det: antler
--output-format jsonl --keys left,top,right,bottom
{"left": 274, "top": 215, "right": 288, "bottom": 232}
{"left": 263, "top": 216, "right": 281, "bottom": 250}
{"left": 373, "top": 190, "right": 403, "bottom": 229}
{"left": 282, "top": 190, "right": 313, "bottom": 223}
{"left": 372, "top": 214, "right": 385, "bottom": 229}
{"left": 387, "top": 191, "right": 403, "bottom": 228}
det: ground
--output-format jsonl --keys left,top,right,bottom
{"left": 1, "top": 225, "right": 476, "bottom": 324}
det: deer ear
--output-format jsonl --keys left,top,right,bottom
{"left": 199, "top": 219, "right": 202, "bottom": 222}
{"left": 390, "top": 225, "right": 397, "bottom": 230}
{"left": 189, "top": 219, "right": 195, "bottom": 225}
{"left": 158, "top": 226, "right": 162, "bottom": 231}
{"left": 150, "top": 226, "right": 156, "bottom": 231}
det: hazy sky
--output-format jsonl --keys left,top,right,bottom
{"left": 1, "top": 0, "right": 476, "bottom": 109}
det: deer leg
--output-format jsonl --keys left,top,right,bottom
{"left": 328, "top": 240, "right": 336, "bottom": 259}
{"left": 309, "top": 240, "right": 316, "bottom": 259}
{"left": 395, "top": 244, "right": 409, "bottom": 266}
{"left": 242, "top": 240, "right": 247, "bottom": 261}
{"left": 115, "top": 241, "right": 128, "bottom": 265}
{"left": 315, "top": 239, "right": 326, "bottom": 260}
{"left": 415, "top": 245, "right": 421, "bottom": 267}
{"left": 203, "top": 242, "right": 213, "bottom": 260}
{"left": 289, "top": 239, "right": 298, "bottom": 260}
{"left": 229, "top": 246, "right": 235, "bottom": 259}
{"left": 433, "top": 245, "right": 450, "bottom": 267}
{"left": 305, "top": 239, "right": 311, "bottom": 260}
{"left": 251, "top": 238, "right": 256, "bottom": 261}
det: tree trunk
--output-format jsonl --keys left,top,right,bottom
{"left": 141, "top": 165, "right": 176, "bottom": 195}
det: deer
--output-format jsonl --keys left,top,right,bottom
——————————
### Requirement:
Write out the records once more, precisely as they stand.

### Expected answer:
det: antler
--output-format jsonl --keys left,top,right,bottom
{"left": 274, "top": 215, "right": 288, "bottom": 232}
{"left": 263, "top": 216, "right": 281, "bottom": 250}
{"left": 373, "top": 190, "right": 403, "bottom": 229}
{"left": 282, "top": 190, "right": 313, "bottom": 223}
{"left": 372, "top": 214, "right": 385, "bottom": 229}
{"left": 387, "top": 191, "right": 403, "bottom": 228}
det: ground
--output-format jsonl --keys left,top,right,bottom
{"left": 1, "top": 225, "right": 476, "bottom": 324}
det: deer ear
--output-format jsonl --keys left,top,right,bottom
{"left": 199, "top": 219, "right": 202, "bottom": 222}
{"left": 390, "top": 225, "right": 397, "bottom": 230}
{"left": 189, "top": 219, "right": 195, "bottom": 225}
{"left": 158, "top": 226, "right": 162, "bottom": 231}
{"left": 150, "top": 226, "right": 156, "bottom": 231}
det: hazy sky
--output-format jsonl --keys left,top,right,bottom
{"left": 1, "top": 0, "right": 476, "bottom": 109}
det: deer leg
--output-format jsonl --keys left,top,right,bottom
{"left": 328, "top": 240, "right": 336, "bottom": 259}
{"left": 309, "top": 240, "right": 316, "bottom": 259}
{"left": 395, "top": 244, "right": 409, "bottom": 266}
{"left": 242, "top": 240, "right": 247, "bottom": 261}
{"left": 115, "top": 241, "right": 128, "bottom": 265}
{"left": 315, "top": 239, "right": 326, "bottom": 260}
{"left": 415, "top": 245, "right": 421, "bottom": 267}
{"left": 203, "top": 242, "right": 213, "bottom": 260}
{"left": 289, "top": 239, "right": 298, "bottom": 260}
{"left": 229, "top": 246, "right": 235, "bottom": 259}
{"left": 433, "top": 245, "right": 450, "bottom": 267}
{"left": 305, "top": 239, "right": 311, "bottom": 260}
{"left": 251, "top": 238, "right": 256, "bottom": 261}
det: tree trunk
--output-format jsonl --keys left,top,right,bottom
{"left": 141, "top": 165, "right": 176, "bottom": 195}
det: deer
--output-format jsonl --keys left,top,right,bottom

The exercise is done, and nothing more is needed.